TO DO
Convert the listing, from its first line through the line containing "[[330, 68, 382, 97]]" inclusive, into a Markdown table with the columns Row and Line. Number each line and leave out blank lines.
§ §
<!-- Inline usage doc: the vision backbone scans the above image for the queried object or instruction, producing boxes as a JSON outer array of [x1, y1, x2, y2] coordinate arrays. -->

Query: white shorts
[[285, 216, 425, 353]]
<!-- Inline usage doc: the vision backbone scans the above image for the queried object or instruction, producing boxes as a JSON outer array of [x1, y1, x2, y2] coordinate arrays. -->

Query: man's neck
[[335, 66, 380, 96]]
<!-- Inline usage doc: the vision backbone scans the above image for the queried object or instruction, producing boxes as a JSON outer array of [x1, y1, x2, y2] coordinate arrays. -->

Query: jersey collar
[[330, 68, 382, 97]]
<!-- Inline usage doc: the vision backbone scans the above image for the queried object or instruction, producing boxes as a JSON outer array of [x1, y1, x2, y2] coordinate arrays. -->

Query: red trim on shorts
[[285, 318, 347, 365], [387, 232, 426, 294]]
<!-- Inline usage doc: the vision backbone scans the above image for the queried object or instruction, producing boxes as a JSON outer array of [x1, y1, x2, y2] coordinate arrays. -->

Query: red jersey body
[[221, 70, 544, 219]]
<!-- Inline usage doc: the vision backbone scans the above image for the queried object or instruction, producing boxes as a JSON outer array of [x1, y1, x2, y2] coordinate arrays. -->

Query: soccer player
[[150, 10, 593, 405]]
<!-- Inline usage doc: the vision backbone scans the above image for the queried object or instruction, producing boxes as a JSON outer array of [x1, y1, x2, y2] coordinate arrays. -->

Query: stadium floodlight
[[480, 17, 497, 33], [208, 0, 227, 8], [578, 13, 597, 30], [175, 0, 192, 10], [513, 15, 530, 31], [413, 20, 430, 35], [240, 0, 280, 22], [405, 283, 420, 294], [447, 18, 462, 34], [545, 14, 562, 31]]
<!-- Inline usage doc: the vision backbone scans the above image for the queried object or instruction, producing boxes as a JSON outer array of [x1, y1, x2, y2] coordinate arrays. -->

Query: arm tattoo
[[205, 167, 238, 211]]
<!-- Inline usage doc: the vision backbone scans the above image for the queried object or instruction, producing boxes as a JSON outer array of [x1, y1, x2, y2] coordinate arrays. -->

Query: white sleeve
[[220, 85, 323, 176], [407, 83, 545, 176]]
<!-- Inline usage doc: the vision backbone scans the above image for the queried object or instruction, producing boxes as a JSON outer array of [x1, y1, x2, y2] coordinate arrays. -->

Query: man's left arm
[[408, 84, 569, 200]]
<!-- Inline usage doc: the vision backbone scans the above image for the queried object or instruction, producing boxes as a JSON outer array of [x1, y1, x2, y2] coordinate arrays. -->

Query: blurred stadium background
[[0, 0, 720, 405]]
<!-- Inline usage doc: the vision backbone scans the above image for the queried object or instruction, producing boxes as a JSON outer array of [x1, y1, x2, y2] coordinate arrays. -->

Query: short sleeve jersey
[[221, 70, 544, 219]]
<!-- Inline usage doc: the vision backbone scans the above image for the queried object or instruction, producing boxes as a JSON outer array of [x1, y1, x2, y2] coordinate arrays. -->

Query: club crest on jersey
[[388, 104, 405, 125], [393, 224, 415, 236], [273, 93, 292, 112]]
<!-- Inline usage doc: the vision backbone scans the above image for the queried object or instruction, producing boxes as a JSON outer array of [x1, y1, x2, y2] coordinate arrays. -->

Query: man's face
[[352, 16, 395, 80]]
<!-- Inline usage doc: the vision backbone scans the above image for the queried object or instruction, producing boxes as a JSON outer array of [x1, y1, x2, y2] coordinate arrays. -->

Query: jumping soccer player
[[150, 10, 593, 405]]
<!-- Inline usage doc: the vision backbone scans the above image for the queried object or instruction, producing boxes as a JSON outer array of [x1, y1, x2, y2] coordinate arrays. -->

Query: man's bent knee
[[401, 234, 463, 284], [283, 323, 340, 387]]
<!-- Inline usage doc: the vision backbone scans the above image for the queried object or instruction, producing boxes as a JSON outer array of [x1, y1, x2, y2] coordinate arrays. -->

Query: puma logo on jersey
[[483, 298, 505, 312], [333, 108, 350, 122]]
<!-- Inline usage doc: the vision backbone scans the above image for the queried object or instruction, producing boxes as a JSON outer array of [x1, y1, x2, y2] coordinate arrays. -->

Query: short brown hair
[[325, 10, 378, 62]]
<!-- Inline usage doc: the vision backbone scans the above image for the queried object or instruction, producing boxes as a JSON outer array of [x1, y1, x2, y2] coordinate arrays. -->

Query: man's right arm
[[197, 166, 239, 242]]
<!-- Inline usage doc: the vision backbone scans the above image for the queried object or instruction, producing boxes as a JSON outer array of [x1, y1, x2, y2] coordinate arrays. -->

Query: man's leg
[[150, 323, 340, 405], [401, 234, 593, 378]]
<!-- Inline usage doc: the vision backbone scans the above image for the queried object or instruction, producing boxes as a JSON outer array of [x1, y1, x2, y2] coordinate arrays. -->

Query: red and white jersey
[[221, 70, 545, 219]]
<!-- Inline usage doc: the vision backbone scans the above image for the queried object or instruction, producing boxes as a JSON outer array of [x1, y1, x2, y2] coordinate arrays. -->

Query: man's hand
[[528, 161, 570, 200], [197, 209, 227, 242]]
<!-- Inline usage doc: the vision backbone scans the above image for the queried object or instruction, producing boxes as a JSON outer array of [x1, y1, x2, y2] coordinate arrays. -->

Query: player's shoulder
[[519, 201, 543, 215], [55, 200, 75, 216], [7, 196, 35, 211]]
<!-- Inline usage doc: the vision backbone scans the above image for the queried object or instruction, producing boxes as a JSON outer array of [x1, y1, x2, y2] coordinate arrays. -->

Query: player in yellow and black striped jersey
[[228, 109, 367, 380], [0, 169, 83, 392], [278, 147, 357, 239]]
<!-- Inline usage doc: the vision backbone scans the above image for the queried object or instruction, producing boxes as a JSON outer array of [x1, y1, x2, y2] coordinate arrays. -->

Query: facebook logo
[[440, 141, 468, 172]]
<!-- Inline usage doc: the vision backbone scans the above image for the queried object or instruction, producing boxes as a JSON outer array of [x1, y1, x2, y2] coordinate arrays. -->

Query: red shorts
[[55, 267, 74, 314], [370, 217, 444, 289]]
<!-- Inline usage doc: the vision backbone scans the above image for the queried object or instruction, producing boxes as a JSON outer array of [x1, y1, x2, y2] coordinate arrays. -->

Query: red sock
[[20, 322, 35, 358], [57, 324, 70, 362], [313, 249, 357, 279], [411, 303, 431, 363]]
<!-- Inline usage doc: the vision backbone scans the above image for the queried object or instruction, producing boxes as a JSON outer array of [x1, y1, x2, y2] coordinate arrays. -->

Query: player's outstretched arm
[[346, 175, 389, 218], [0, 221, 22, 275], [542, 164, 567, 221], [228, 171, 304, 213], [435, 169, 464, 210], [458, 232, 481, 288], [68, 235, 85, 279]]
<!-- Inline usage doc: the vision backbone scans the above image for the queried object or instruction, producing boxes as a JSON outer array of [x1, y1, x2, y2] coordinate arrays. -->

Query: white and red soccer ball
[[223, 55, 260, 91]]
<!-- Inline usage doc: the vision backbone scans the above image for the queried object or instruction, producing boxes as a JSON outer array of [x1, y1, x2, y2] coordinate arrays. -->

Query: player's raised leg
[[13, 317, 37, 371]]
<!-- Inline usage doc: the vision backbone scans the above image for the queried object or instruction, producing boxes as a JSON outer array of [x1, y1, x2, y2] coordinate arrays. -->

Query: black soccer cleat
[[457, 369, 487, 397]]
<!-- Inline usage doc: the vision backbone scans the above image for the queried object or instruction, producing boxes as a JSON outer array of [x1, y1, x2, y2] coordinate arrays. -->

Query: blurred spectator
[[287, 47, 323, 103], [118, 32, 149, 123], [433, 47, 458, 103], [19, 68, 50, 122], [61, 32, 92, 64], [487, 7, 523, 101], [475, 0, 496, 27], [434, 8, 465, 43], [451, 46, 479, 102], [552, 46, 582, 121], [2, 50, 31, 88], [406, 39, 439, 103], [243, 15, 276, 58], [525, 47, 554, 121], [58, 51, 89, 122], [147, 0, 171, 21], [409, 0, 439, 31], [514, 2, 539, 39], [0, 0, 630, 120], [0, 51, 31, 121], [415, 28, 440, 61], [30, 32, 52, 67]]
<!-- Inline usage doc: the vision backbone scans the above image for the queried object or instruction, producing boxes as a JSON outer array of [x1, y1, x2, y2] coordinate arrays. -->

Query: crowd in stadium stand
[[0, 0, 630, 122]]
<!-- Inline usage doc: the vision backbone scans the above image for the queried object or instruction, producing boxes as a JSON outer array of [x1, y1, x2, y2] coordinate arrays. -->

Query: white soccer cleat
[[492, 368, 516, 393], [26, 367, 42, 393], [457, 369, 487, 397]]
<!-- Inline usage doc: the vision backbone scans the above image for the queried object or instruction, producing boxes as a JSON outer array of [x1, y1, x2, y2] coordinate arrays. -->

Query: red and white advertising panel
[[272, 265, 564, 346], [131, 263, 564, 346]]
§ §
RESPONSE TO THIS TASK
| Row | Line |
|---|---|
| 1 | <!-- Inline usage doc: the vision backbone scans the above image for the queried object or instruction, producing boxes as a JSON outer array of [x1, y1, x2, y2] coordinate arrays. --> |
| 2 | Query: white shorts |
| 3 | [[285, 216, 425, 353]] |
| 4 | <!-- Inline usage doc: the vision backbone scans the above image for the queried object or instruction, producing boxes as a JSON outer array of [x1, y1, x2, y2] coordinate arrays. --> |
| 5 | Query: man's neck |
| 6 | [[335, 66, 380, 96]] |
| 7 | <!-- Inline usage doc: the vision backbone scans the above image for the queried object or instruction, producing boxes as a JSON outer array of [x1, y1, x2, y2] coordinate arrays. --> |
| 8 | Query: jersey collar |
| 9 | [[330, 68, 382, 97]] |